-- start GIVEN PASSAGE --
I like to experience my birthdays in a low-key fashion. No party, no celebration, just some quiet time at home. It took years to convince the wife that I really didn’t need a surprise party on my birthday (I’ve since found out that she does, so I dutifully attempt to plan one each year) it was just too unnerving, wondering when I was going to be ambushed. It’s been several years since the last party, and I haven’t missed it.
This year we went to Schlitterbahn for my birthday. How’s that for low-key? Well the kids loved it, and they are what is important to me these days.
So, I’m finally sitting at home enjoying my well earned quiet time, and the phone rings. It’s my mom. My mom, who is in California with her mom, on my birthday. Not here with me (not that it’s surprising, but the next part is) on my birthday, but in the even more distant (from Mom’s locus operandi, Albuquerque, New Mexico) She’s in Sacramento, California for her mom’s birthday. This is when I find out, for the first time, that my maternal Grandmother’s birthday is the day after mine. You’d think someone would have mentioned it in the intervening 40+ years, wouldn’t you?
Not if you knew my maternal Grandmother. This is the woman who was lovingly referred to as “The Wicked Witch of the West” for most of my childhood years. This is the woman who, when informed of the wife and my impending wedding plans said “I wouldn’t bother.” (If I was feeling generous I would hope she meant we should elope and save the wedding money, but I doubt that was the true motivation. It certainly didn’t come across that way.) The grandmother who doesn’t even know that she has great-grandchildren living in my house. The only reason I ever had kind words for her was because she was married to my sweet old Grandfather. Him I’d take time to talk to, or go out of my way to visit (it was on one of those visits when the wife earned the animosity of the rest of the family by putting the wicked witch in her place. It’s funny how family can be endlessly cruel to each other, but can’t abide it when it comes from the figurative outsider) but he’s been gone for several years now.
I do try to keep track of birthdays. I’m far from perfect about it, but I do try. Whether or not someone celebrates their birthday it remains an important day in a person’s life and I like to know when to pass on birthday wishes if I’m presented with an opportunity. Consequently I was a little surprised that I didn’t have Grandma’s birthday noted in my calendar even with the past relationship that we have had. This was a fact that I laughingly related to my mom, along with the fact that I didn’t even have contact information for her to append the birthday to, because I couldn’t imagine why I would ever need to talk to her.
-- end GIVEN PASSAGE --
**WHAT YOU HAVE TO DO**.
Rewrite the birthday passage from "I like to experience" up to and including "haven’t missed it.", putting "big celebration" in place of "surprise party". The records have no connection to the birthday passage.
-- start RECORDS SUPPLIED --
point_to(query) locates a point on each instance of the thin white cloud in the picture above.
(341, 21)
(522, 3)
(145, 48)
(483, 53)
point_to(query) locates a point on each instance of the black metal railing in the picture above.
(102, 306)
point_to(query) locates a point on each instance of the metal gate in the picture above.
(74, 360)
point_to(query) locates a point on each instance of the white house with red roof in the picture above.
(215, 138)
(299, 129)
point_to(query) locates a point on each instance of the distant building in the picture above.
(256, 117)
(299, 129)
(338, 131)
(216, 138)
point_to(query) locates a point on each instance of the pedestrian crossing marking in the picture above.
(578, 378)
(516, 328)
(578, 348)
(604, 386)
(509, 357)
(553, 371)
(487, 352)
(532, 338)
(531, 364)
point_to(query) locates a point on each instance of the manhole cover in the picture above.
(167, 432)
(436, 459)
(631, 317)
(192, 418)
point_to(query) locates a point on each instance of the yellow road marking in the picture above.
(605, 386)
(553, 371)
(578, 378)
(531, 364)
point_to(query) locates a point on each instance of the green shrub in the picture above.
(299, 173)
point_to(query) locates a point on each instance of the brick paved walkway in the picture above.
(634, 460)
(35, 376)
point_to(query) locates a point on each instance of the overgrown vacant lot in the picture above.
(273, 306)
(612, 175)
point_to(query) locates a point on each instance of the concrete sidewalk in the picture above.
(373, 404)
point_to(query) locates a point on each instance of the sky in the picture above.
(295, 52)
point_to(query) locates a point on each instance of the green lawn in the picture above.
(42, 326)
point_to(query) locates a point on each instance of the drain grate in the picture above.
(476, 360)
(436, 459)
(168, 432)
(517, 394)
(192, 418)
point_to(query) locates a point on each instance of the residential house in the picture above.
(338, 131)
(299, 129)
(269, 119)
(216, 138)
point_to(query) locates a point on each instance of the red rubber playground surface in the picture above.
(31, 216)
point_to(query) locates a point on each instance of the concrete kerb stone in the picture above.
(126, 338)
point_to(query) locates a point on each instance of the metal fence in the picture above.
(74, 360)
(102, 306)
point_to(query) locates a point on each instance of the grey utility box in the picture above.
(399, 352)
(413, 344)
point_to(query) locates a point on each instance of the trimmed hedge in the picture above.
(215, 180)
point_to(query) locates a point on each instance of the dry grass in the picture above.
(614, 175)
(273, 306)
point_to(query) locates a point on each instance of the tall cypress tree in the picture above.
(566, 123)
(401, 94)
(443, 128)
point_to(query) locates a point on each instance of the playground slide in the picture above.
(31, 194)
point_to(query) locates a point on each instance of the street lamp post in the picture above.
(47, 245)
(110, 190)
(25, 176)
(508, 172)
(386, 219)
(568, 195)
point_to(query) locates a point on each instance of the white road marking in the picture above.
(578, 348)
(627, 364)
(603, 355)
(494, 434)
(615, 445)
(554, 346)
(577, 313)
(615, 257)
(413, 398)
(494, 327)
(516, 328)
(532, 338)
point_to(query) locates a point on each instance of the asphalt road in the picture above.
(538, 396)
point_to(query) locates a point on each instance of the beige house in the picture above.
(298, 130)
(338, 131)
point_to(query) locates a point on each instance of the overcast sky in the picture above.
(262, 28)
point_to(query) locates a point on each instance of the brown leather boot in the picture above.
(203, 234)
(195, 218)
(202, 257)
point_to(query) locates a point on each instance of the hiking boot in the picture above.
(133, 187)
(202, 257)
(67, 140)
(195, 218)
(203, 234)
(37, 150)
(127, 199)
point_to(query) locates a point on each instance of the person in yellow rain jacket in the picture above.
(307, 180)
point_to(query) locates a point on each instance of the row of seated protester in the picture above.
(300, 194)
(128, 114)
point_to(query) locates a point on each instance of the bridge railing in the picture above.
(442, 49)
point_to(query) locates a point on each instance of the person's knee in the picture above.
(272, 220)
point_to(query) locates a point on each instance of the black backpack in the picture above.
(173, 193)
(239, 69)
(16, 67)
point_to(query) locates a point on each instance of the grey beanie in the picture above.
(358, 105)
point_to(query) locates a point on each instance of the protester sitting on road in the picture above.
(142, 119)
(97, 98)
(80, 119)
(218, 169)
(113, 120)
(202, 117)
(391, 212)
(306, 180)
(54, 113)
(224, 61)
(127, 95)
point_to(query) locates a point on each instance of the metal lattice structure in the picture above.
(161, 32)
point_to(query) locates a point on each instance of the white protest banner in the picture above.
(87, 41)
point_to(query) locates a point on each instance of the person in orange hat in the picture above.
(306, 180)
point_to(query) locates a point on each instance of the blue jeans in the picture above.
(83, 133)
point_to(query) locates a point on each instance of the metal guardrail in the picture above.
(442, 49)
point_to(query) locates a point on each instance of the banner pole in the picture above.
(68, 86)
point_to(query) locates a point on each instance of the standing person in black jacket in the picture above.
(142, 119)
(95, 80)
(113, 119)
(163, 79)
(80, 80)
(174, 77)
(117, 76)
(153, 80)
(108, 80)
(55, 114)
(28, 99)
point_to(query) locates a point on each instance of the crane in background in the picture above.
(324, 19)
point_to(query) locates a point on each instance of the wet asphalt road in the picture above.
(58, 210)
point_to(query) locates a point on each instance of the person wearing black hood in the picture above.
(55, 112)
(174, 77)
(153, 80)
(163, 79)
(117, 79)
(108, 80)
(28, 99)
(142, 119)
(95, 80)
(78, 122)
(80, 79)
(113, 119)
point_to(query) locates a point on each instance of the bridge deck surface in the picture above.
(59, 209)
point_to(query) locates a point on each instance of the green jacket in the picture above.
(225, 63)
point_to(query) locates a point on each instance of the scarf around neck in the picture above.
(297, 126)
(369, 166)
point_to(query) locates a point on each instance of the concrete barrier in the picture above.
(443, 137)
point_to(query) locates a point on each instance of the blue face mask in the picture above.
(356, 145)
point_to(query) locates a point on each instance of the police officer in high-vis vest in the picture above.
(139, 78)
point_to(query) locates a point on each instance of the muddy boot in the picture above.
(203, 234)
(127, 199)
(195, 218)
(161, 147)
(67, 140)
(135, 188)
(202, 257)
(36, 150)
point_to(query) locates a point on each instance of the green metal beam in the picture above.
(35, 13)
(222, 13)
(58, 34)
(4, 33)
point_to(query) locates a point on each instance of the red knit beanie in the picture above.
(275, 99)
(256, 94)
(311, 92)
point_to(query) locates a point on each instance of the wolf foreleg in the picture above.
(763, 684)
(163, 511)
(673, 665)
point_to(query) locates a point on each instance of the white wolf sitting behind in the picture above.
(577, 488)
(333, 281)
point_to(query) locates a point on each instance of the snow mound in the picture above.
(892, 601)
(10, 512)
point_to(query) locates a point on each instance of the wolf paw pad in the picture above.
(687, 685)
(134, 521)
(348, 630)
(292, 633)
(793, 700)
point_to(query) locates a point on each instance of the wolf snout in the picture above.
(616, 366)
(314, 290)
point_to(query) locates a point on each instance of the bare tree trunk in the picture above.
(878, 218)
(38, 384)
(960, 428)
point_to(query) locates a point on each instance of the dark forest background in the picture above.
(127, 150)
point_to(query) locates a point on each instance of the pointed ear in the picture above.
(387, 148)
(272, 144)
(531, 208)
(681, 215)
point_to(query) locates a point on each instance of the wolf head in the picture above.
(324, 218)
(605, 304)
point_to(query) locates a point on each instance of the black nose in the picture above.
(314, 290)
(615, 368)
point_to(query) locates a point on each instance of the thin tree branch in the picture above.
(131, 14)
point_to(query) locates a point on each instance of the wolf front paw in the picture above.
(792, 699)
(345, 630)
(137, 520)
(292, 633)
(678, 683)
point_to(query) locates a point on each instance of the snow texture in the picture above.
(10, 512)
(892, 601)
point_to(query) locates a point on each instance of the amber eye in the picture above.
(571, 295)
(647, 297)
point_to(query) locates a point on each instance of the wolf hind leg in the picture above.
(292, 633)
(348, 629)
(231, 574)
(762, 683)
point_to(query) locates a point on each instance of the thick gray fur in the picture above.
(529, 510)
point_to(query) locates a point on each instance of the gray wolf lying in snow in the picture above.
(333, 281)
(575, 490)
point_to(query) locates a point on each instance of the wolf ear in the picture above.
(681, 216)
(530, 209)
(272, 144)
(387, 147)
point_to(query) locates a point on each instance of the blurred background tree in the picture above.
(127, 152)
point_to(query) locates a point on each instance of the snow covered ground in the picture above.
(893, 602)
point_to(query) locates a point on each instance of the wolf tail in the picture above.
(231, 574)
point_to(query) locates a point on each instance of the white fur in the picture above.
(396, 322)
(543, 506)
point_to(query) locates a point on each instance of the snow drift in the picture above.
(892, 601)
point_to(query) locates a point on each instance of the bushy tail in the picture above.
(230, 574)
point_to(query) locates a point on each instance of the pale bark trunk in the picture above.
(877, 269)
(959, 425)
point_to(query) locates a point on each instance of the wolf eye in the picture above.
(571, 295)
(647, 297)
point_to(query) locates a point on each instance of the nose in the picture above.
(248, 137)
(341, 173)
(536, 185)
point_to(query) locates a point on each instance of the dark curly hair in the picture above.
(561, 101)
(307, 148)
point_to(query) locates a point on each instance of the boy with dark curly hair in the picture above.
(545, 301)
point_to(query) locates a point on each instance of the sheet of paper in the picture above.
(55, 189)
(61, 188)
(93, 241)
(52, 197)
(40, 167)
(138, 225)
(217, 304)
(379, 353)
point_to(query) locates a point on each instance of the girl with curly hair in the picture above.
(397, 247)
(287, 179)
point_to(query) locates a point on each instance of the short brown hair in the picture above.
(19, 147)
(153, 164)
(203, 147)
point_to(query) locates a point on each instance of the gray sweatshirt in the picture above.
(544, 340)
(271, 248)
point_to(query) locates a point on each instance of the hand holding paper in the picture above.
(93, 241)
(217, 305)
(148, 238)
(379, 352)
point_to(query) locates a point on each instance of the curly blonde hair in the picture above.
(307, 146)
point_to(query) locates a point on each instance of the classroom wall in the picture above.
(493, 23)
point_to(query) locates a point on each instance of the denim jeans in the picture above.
-- end RECORDS SUPPLIED --
**ANSWER TO THIS PROBLEM**.
I like to experience my birthdays in a low-key fashion. No party, no celebration, just some quiet time at home. It took years to convince the wife that I really didn’t need a big celebration on my birthday (I’ve since found out that she does, so I dutifully attempt to plan one each year) it was just too unnerving, wondering when I was going to be ambushed. It’s been several years since the last party, and I haven’t missed it.